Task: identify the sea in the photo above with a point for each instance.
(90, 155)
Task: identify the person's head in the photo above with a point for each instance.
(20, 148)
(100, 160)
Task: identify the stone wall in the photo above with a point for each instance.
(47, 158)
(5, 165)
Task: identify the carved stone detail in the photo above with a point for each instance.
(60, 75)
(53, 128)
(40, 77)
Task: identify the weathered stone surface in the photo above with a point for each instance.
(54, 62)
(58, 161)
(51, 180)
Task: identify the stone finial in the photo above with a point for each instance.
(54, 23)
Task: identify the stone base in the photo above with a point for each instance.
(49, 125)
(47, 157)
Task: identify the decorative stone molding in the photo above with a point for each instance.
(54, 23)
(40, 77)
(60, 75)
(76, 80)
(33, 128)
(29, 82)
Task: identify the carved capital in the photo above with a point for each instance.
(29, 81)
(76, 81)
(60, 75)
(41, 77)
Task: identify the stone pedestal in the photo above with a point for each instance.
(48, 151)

§ §

• _PROBLEM TO WORK ON_: Lay out every line of the material as one string in a JSON list, skipping blank lines. Begin with the line that contains "Task: identify the stone base" and continue through the final line of the material, with both of those lines included.

• _RESULT FOR THIS TASK_:
[
  "Task: identify the stone base in the photo above with a point for each instance.",
  "(49, 125)",
  "(47, 157)",
  "Task: identify the decorative stone molding in the photo above with a point for each instance.",
  "(54, 23)",
  "(40, 77)",
  "(60, 75)",
  "(76, 80)",
  "(33, 128)",
  "(29, 82)",
  "Task: identify the carved capital in the photo above with a point for each instance.",
  "(29, 81)",
  "(76, 81)",
  "(60, 75)",
  "(41, 77)",
  "Task: identify the stone pedestal in the photo above with a point for each instance.",
  "(48, 151)"
]